# Problem to work on
Copy each line of the records that holds the string "tree".

--- START ---

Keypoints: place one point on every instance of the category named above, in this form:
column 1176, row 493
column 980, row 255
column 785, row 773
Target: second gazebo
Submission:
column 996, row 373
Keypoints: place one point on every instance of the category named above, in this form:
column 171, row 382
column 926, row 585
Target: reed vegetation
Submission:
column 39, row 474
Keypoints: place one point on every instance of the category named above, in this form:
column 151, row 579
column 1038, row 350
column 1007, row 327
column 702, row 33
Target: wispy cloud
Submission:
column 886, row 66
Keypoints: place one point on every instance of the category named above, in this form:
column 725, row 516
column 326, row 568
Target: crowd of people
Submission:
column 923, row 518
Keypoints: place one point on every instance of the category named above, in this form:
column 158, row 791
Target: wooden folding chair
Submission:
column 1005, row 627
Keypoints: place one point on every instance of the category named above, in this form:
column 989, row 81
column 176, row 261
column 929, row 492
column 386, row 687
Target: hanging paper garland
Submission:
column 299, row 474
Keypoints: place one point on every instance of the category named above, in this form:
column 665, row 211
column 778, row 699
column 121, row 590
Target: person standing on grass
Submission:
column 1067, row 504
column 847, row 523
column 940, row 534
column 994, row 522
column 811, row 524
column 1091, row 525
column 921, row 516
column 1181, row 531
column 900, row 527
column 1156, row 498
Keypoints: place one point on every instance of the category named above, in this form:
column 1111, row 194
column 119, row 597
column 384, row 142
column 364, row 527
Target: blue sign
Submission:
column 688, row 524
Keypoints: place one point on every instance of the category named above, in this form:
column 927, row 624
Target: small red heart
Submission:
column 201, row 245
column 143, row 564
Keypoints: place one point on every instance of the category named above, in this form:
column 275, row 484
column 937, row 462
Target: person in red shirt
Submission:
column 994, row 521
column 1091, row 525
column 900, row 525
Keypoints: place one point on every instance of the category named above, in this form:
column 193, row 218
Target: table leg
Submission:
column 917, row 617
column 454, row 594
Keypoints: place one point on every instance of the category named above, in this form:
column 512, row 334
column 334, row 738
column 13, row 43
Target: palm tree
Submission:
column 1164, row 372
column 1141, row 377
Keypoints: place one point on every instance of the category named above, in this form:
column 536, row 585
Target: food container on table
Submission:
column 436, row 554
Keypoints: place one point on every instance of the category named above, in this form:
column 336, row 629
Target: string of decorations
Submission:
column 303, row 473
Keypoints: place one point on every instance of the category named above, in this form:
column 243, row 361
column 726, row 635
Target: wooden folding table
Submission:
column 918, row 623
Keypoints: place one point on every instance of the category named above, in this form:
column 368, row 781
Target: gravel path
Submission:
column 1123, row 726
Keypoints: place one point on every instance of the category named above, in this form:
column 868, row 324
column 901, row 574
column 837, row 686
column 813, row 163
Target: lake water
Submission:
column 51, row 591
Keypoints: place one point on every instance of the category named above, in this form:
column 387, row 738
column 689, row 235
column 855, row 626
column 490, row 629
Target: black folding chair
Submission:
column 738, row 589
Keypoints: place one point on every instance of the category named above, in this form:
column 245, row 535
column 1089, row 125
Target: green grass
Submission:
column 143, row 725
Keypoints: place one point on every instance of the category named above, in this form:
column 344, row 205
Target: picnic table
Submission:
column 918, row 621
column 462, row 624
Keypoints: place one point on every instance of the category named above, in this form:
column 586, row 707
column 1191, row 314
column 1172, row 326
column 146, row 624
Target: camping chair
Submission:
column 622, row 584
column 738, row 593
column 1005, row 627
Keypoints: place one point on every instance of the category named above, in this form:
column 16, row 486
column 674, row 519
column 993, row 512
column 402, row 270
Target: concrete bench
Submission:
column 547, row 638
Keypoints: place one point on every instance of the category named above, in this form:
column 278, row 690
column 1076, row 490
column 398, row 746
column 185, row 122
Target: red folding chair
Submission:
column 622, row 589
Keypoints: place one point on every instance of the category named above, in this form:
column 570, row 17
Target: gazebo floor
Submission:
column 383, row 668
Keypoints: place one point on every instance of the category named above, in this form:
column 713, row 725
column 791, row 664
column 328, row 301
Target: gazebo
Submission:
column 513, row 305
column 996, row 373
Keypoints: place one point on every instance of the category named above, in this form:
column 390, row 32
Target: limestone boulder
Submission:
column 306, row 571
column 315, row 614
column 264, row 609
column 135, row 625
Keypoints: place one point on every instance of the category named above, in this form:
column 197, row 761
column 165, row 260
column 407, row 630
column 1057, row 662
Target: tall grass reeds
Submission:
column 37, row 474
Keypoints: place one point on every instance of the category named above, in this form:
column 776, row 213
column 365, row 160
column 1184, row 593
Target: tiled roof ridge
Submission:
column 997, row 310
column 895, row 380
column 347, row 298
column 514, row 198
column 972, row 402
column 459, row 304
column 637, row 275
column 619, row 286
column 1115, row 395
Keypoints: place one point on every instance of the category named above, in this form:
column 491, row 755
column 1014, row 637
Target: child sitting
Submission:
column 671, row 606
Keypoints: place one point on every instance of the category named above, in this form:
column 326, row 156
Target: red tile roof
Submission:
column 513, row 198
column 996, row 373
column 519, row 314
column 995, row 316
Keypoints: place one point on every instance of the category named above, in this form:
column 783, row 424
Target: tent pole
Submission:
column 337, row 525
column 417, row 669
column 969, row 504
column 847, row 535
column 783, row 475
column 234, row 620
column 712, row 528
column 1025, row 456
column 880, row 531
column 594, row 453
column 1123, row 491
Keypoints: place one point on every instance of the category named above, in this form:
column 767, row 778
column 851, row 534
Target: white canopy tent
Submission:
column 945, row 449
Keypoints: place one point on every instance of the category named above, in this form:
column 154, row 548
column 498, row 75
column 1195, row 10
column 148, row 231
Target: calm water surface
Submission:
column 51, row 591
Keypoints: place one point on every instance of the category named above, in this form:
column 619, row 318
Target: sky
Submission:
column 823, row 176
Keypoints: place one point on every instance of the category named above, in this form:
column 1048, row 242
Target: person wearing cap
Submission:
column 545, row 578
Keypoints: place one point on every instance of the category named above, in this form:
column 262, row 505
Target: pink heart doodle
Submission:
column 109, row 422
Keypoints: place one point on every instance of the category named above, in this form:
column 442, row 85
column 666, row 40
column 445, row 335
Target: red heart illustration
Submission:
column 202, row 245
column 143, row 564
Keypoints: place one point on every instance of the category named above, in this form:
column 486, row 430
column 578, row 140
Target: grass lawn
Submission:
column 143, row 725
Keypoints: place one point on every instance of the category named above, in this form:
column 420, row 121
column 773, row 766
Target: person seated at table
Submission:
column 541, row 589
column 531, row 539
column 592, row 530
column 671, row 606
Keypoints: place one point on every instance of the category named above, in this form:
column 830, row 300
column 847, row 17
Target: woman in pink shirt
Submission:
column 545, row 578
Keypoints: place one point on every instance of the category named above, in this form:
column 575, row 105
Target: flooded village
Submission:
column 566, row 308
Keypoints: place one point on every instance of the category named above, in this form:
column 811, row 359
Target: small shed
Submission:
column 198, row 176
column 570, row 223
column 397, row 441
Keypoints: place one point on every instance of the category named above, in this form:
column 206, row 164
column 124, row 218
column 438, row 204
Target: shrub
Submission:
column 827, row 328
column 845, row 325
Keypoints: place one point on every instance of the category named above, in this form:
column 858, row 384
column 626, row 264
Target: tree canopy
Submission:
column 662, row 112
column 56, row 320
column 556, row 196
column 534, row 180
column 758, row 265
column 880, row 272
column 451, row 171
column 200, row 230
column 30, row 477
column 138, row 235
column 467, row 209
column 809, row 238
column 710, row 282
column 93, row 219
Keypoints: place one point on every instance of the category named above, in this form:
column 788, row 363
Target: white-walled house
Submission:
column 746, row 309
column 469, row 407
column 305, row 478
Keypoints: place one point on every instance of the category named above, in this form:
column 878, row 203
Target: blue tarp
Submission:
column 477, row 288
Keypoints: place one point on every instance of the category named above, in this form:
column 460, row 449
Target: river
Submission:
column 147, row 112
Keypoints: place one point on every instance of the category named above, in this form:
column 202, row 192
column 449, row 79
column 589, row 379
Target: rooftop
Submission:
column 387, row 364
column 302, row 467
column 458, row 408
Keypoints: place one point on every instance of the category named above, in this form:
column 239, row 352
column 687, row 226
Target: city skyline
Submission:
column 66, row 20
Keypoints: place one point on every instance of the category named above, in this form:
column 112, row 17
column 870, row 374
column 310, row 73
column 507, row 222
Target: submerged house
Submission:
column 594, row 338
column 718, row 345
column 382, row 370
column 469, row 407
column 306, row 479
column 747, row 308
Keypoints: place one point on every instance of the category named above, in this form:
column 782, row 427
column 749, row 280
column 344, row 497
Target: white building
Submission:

--- END ---

# Response
Target: palm tree
Target: tree canopy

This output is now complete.